— Task requirements —
For any picture in the lines below, please leave it out and copy the rest exactly.

==== Task data

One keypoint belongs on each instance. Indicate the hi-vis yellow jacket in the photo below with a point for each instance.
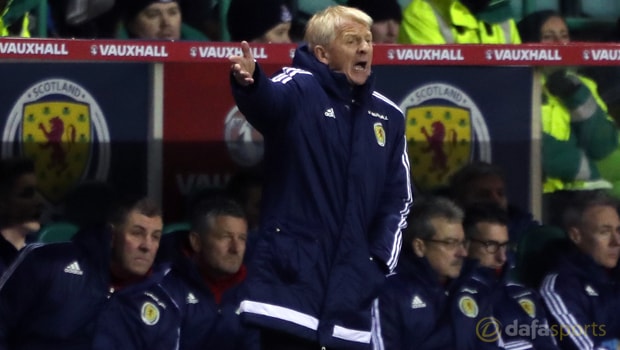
(4, 30)
(430, 22)
(577, 132)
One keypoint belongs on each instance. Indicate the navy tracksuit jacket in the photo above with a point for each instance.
(414, 311)
(206, 324)
(583, 302)
(58, 296)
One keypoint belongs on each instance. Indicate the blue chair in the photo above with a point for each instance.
(57, 232)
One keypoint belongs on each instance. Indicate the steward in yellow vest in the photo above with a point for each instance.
(430, 22)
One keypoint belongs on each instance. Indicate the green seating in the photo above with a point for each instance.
(57, 232)
(176, 227)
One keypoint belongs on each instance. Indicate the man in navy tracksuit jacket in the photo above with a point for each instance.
(64, 296)
(431, 302)
(581, 292)
(206, 277)
(518, 309)
(337, 188)
(418, 312)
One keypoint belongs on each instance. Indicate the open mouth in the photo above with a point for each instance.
(361, 65)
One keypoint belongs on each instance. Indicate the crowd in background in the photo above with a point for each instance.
(468, 256)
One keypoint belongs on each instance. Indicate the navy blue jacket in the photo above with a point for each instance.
(578, 293)
(206, 324)
(519, 310)
(59, 296)
(8, 253)
(335, 201)
(414, 311)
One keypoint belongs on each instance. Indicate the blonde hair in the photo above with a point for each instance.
(323, 26)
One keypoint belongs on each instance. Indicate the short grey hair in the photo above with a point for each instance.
(425, 209)
(581, 202)
(323, 26)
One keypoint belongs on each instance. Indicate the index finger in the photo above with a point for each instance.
(245, 48)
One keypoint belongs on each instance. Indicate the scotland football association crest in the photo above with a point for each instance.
(60, 126)
(244, 143)
(445, 130)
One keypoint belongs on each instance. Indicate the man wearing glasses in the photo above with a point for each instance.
(426, 305)
(517, 310)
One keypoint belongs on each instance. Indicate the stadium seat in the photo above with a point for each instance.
(57, 232)
(176, 227)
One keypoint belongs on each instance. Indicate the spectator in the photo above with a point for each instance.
(20, 207)
(577, 132)
(207, 272)
(246, 187)
(386, 17)
(513, 304)
(482, 182)
(266, 21)
(581, 290)
(88, 19)
(156, 20)
(337, 188)
(429, 303)
(458, 22)
(100, 291)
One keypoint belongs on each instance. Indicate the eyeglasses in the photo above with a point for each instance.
(491, 246)
(451, 244)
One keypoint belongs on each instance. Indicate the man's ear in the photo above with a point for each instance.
(574, 234)
(194, 241)
(321, 54)
(419, 248)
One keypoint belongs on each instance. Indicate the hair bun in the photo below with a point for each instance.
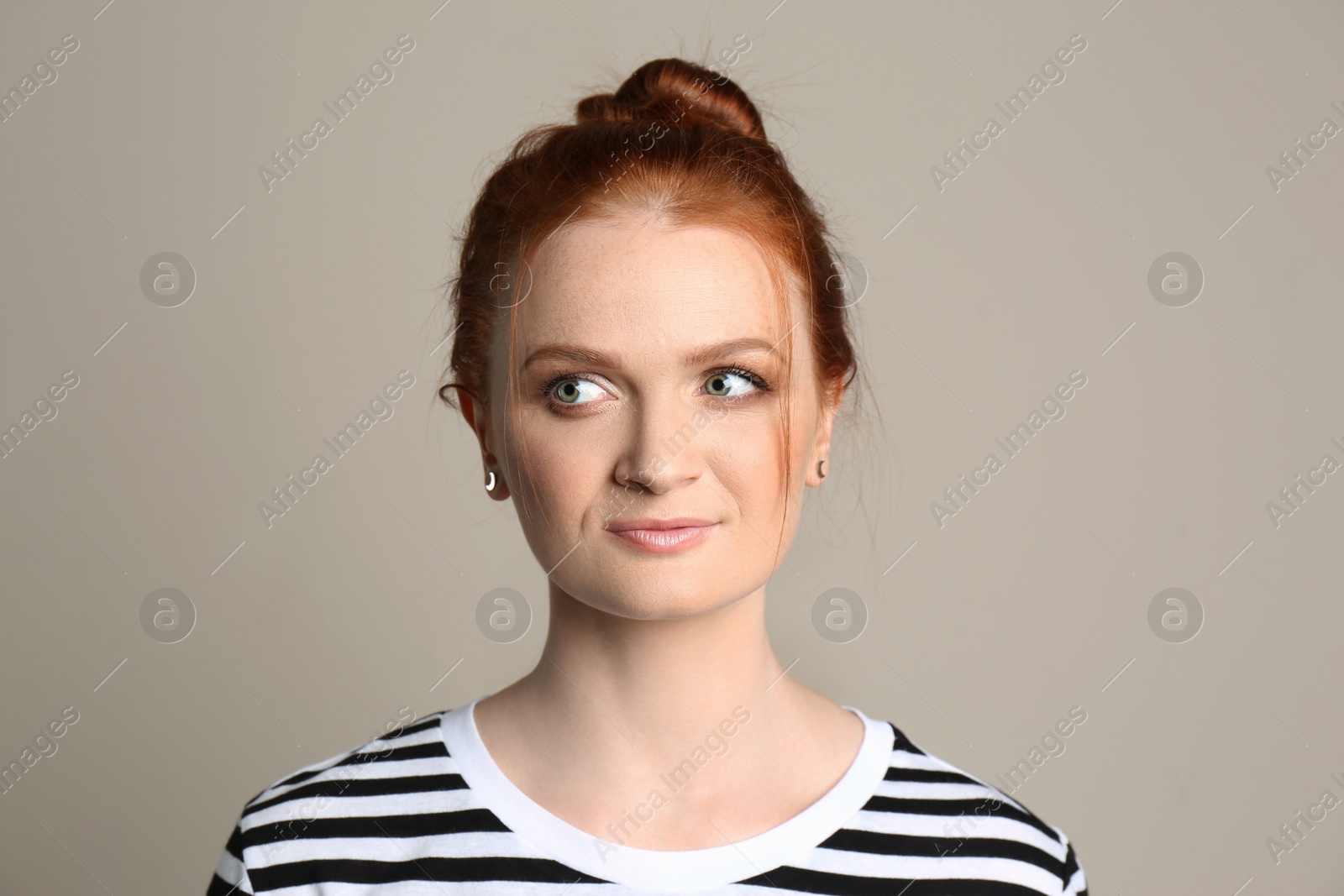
(680, 94)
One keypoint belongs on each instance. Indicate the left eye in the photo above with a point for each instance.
(722, 385)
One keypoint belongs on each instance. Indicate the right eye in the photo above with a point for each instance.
(573, 390)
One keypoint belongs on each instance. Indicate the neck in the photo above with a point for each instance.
(651, 684)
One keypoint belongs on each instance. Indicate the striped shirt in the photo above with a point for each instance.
(427, 812)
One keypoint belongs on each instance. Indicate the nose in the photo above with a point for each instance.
(663, 448)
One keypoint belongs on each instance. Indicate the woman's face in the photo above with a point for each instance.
(649, 365)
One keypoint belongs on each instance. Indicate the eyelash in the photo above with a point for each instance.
(756, 379)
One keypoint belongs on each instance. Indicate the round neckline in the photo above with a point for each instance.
(682, 871)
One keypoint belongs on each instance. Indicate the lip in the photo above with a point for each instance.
(662, 535)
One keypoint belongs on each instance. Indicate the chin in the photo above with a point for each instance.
(678, 600)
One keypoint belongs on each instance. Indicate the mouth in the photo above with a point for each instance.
(662, 537)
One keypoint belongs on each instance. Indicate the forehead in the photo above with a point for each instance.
(654, 281)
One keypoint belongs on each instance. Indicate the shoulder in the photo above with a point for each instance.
(366, 770)
(371, 792)
(963, 825)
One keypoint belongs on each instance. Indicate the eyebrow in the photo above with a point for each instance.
(582, 355)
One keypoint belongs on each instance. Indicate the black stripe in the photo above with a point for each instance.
(969, 808)
(929, 775)
(421, 825)
(363, 788)
(351, 871)
(949, 848)
(354, 757)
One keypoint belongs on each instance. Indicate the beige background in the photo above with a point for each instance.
(1030, 265)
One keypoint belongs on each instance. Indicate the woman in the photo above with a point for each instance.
(651, 351)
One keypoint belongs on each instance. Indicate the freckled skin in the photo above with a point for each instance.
(648, 652)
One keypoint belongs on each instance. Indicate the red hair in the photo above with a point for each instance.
(678, 143)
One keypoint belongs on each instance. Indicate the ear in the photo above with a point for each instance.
(831, 401)
(477, 418)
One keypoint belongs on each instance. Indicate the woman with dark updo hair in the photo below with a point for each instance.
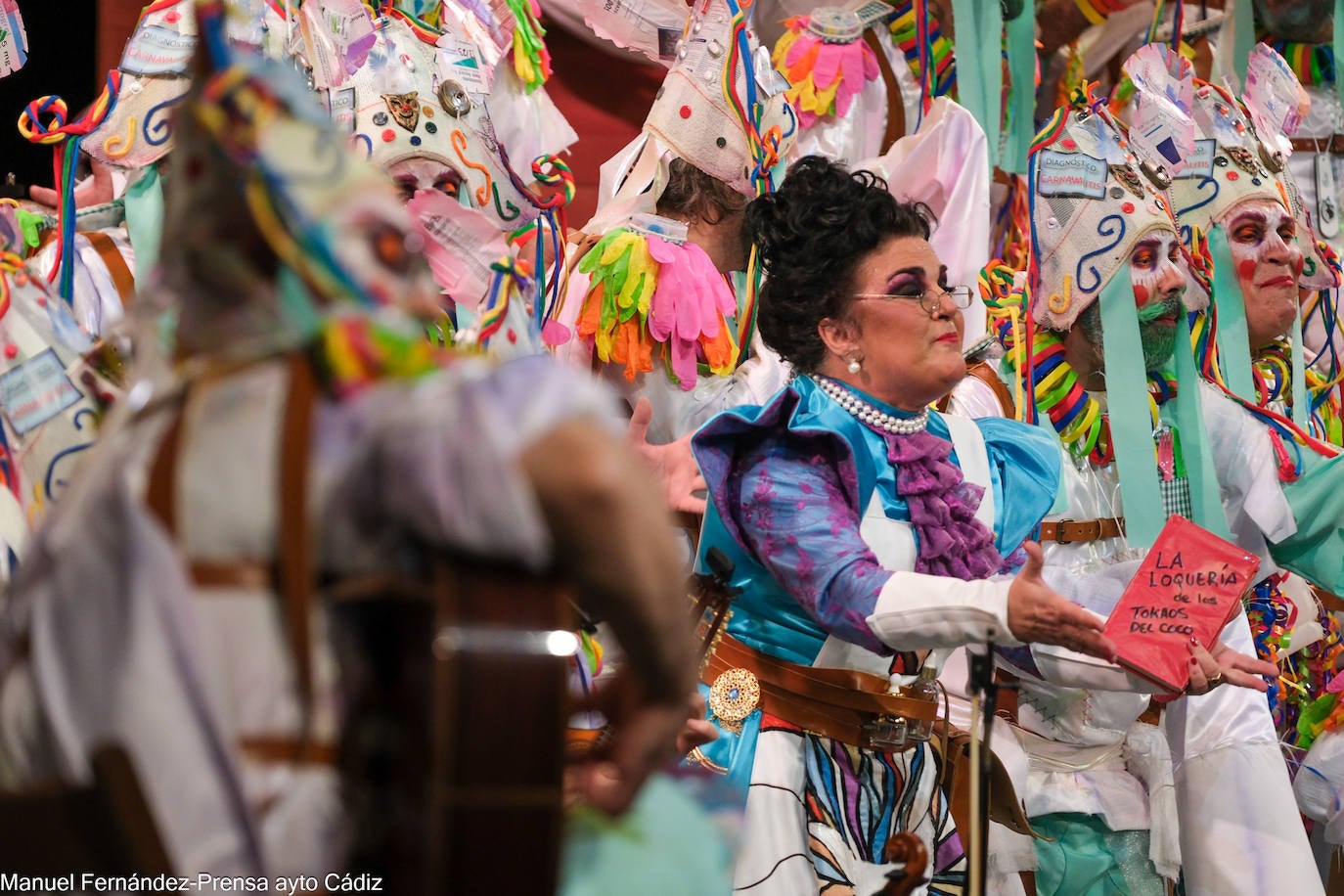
(869, 535)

========

— Problem solution —
One keypoint belongs on each instance. Indicate the hi-vis yellow jacket in the photo below with a point for each instance.
(4, 30)
(430, 22)
(577, 132)
One keypoint belongs on each instance. Indicate the navy tracksuit jacket in the photo above with a point for each instance.
(414, 311)
(206, 324)
(583, 302)
(58, 296)
One keypoint belongs on each instance. Indicate the blue chair in the photo above with a point for each instance.
(57, 232)
One keypoint belongs on each instance. Indicate the steward in yellow vest in the photo above with a point for each instance.
(430, 22)
One keypoint belongs on each instance. Indicate the green seating in the photo above with a point for each instance.
(57, 232)
(176, 227)
One keypoint belongs on each instance. Indicate the man in navy tracksuit jacket in the photo above with a point for each instance.
(64, 296)
(431, 302)
(581, 292)
(206, 277)
(518, 309)
(337, 188)
(418, 312)
One keypoint belongs on each instance. Indicate the open mouth in the photo above with a point for each instance.
(361, 65)
One keypoint belongs on each instance. Indicate the crowd in background in the photo above with a point for each instance.
(468, 256)
One keypoint belongs on each instance. Indicate the navy blue jacket in the photo above with a point for each instance.
(578, 293)
(206, 324)
(519, 310)
(59, 296)
(8, 253)
(335, 201)
(414, 311)
One keypoint belongs on each instance. Indicate the blonde hair in the photo above with a point for each instance.
(323, 26)
One keypoint belongs on each instance. Indicate the short grey hair in the photo above with a point for each instance.
(425, 209)
(581, 202)
(323, 26)
One keypoint belongs on each instance. Indicate the index finger in the photo above with a point for each instance.
(245, 48)
One keypoint belongs on each instance. Indicate the scotland football association crest in the photo above with a point for each instance.
(60, 126)
(244, 143)
(445, 130)
One keypoint belongs on each instance. Indicate the man wearing glasses in the photo above with a point for each instance.
(426, 305)
(517, 310)
One keypoint belongs on each instance. Indicate the stadium seat in the photo above with a point for each instance.
(57, 232)
(176, 227)
One keypoint belongs on each instance. Indicate the spectator in the photo above with a point for each instance.
(20, 207)
(577, 132)
(207, 272)
(246, 187)
(386, 17)
(513, 304)
(482, 182)
(266, 21)
(581, 290)
(88, 19)
(156, 20)
(337, 188)
(429, 303)
(458, 22)
(100, 291)
One keypoint belongs on each instance. Indicate the eyeglasses in the photo above with a point for each instance.
(491, 246)
(451, 244)
One keypoint belongs on each instance. Indicate the man's ear in the photo above with a point for each instance.
(574, 234)
(194, 241)
(321, 54)
(419, 248)
One keypoint belongs on each instance. Indicate the hair bun in the photo below with a point for each instance.
(680, 94)
One keypoint belongs on each instance. Indicate the left eye in the photo above with a point for each instance.
(722, 385)
One keypoint belongs on each instance. Indicate the right eye in the photo above with a point for each instance.
(573, 390)
One keypoint belongs on each instance. Indicate the neck in the photo above with a point for each instance.
(651, 684)
One keypoint belongs on each instance. Indicate the striped shirt in the photo above with a point for each instance.
(427, 812)
One keypoint belongs on each instance. Indicate the nose in the photo above with a point for each instance.
(663, 448)
One keypoint belongs on each instance. Indicate the woman's face in the photo above with a point for each instance.
(649, 365)
One keypoint belongs on each instance. Indicate the eyelash in the photo above with a point for each instance.
(756, 379)
One keypoint belongs on each instance. Indicate the round neckline in the photo above with a point for each instance.
(682, 871)
One keypoint belongs on each instance. Indicate the lip in the photo above with a point for each instance.
(662, 535)
One keypoint belongs on each instance. Indicate the chin in the photo above with a point for each instance.
(678, 600)
One keypoint belongs on each instance. Indicate the mouth in the photo above with a point for each instance.
(662, 537)
One keypoint belongs on each instance. Indicate the forehead in the photo above with a point for each instance.
(654, 281)
One keypoint belongs on each instance. Indicate the shoulder in the photo above with a point for each instance.
(366, 770)
(371, 792)
(963, 825)
One keypoint belongs on each instance. Indicate the eyebrow in the photo above with a point for each instance.
(582, 355)
One keypoint belongs on each instance. Indicate the black stripe in the photo above with a point for each instance.
(969, 808)
(929, 775)
(421, 825)
(363, 788)
(351, 871)
(949, 848)
(354, 757)
One keypoint belongs on each instance. Indicate the beige background in the photo above with a point for each instance.
(1030, 265)
One keypoint belongs on each instance. Indicate the woman in the photo above with a point for each instance.
(651, 351)
One keypoint belongs on each instance. Indicate the freckled skin in the photo above with a point for each instance.
(648, 652)
One keypoint belongs on each instance. Indicate the red hair in the photo above with a point for each instance.
(678, 143)
One keypoint belongs on each instance. Indicate the ear in the photo above with a point for each instance.
(831, 401)
(477, 418)
One keypoint belongs on each instance. Indicate the woman with dark updo hair in the photo below with a point for each instance.
(869, 535)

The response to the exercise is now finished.